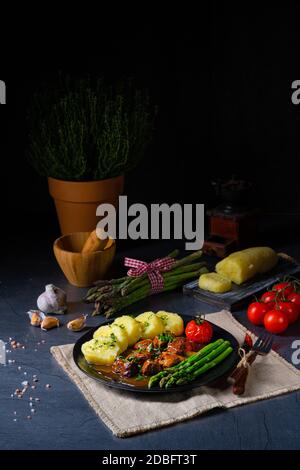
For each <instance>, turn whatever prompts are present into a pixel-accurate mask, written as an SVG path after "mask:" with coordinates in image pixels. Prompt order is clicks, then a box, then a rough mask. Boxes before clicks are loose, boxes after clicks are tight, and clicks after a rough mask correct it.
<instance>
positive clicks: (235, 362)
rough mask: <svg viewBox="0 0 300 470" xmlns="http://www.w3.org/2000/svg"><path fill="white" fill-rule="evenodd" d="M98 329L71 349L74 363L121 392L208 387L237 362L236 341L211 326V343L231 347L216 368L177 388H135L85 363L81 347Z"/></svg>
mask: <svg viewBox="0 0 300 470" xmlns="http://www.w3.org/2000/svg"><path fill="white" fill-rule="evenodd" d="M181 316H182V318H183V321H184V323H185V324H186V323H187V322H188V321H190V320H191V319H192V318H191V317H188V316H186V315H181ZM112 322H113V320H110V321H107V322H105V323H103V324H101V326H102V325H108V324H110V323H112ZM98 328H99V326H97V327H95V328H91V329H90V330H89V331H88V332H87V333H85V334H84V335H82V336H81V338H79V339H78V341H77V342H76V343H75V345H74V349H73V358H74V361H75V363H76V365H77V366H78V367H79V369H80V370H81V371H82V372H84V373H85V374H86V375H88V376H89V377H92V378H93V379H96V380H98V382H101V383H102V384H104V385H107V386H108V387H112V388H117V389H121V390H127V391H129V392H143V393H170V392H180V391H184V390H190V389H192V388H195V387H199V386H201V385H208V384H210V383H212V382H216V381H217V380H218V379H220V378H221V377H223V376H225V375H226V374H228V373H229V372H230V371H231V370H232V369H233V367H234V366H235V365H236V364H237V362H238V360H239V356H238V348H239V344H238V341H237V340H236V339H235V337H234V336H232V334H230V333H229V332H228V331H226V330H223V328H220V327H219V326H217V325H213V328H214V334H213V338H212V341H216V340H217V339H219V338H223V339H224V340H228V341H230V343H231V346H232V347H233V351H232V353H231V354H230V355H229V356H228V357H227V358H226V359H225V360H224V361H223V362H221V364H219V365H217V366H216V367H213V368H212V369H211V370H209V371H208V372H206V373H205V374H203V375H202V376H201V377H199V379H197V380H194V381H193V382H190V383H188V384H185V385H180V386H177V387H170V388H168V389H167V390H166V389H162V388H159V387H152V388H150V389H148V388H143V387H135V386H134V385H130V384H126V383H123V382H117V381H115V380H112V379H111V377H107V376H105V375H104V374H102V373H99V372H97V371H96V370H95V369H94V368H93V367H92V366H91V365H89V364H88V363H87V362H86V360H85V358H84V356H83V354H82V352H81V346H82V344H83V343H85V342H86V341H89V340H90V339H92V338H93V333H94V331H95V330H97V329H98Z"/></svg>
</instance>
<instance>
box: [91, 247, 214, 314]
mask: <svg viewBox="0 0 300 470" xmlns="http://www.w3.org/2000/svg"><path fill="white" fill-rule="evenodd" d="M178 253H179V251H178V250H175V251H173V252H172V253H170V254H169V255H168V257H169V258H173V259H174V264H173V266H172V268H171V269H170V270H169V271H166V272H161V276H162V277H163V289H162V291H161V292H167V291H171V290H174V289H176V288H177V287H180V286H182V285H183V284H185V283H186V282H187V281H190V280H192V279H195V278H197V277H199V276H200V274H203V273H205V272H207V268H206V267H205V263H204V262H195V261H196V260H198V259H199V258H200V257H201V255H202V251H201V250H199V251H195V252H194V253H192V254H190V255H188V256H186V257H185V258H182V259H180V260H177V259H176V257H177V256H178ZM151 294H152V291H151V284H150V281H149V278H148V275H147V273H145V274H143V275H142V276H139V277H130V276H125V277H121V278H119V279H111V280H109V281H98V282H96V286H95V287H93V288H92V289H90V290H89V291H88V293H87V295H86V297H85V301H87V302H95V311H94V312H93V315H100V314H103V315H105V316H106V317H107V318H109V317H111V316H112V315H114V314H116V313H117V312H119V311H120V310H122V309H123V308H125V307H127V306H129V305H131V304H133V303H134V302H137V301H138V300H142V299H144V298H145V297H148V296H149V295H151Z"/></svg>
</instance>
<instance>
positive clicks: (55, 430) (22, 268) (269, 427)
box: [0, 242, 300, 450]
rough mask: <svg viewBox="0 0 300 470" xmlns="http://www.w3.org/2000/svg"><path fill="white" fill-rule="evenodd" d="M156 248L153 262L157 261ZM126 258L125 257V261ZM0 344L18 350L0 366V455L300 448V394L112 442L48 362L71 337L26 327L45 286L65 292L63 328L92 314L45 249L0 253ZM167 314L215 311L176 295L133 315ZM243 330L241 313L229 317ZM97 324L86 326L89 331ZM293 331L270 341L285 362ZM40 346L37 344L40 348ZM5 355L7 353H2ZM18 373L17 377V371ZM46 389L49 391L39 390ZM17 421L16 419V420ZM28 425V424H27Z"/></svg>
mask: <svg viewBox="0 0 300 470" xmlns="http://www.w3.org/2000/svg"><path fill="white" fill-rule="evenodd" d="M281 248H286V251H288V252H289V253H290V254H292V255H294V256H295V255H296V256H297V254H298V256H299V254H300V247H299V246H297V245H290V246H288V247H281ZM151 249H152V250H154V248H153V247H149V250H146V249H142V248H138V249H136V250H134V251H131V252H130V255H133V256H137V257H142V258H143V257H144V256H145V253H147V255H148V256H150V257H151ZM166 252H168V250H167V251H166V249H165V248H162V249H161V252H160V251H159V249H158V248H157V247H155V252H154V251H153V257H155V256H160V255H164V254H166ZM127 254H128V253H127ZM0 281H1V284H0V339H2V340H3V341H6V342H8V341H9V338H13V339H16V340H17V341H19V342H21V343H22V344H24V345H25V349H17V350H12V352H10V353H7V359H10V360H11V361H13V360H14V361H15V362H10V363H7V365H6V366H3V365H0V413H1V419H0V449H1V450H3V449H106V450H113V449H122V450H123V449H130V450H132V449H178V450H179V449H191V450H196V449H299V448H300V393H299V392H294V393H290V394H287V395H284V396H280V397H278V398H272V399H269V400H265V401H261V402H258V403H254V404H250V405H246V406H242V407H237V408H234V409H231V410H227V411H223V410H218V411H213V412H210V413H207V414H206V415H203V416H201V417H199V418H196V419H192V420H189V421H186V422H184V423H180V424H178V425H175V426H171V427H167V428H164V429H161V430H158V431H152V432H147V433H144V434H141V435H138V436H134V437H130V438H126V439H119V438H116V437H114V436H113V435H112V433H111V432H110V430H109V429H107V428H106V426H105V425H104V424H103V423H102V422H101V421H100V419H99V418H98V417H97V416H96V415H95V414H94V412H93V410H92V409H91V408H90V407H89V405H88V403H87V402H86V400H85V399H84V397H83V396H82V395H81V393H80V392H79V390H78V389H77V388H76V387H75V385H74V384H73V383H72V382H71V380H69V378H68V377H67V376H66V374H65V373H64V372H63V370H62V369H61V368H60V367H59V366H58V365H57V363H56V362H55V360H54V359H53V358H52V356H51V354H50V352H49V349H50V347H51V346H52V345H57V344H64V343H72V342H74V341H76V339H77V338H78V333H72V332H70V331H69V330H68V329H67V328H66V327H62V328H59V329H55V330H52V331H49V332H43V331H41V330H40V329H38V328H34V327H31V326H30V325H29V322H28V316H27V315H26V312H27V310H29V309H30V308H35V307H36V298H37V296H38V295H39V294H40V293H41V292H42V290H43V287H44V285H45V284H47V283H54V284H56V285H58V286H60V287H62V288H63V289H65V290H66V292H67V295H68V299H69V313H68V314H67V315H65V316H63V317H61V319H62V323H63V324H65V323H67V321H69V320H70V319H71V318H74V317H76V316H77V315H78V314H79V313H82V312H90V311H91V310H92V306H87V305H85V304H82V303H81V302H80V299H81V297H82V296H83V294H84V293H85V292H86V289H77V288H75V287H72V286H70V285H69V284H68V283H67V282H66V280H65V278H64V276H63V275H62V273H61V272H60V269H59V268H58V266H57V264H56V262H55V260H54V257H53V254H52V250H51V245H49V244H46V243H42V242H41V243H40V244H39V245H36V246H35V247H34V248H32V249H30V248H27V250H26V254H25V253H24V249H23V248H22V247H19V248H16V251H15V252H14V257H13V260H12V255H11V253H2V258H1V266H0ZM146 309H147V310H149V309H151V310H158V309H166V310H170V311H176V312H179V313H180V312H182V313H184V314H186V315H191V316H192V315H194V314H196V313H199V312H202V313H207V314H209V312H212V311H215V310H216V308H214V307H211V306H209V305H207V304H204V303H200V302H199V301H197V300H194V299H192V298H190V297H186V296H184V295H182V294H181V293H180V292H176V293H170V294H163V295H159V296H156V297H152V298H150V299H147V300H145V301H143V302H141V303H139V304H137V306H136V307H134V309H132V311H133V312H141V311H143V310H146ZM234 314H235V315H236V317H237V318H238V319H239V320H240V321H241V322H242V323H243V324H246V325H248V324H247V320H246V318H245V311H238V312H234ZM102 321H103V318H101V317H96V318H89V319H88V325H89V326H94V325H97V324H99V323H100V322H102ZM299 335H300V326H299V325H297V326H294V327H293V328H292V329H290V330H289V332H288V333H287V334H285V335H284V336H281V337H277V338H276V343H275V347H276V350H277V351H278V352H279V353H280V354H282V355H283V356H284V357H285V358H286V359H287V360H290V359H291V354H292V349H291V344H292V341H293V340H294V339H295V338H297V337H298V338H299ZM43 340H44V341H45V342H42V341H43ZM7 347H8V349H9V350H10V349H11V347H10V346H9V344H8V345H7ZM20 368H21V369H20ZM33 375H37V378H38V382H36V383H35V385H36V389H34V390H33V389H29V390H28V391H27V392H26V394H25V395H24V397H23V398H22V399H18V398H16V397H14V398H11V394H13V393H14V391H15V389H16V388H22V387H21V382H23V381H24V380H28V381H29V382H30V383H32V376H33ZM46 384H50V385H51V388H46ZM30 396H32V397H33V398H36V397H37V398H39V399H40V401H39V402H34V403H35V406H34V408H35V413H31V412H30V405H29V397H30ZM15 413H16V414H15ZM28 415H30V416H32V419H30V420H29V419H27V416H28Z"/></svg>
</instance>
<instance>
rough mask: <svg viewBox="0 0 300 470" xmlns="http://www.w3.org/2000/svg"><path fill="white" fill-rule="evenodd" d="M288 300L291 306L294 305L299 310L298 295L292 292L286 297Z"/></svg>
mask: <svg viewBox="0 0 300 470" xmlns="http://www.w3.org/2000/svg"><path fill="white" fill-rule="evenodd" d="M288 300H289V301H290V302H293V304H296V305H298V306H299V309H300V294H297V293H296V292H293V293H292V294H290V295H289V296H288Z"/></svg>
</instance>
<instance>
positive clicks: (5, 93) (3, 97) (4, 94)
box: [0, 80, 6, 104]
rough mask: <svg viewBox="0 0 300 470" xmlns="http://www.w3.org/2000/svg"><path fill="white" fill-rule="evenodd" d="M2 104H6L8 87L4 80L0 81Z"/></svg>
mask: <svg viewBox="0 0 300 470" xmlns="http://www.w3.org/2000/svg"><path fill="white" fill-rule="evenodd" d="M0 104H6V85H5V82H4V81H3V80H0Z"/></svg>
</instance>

▶ _Exercise objective_:
Each line from the one containing "box: [0, 80, 6, 104]" to the end of the records should be echoed exactly, and no other line.

▶ _Solved problem_:
box: [0, 80, 6, 104]
rough mask: <svg viewBox="0 0 300 470" xmlns="http://www.w3.org/2000/svg"><path fill="white" fill-rule="evenodd" d="M2 104H6L8 87L4 80L0 81Z"/></svg>
mask: <svg viewBox="0 0 300 470" xmlns="http://www.w3.org/2000/svg"><path fill="white" fill-rule="evenodd" d="M0 104H6V85H5V82H4V81H3V80H0Z"/></svg>
</instance>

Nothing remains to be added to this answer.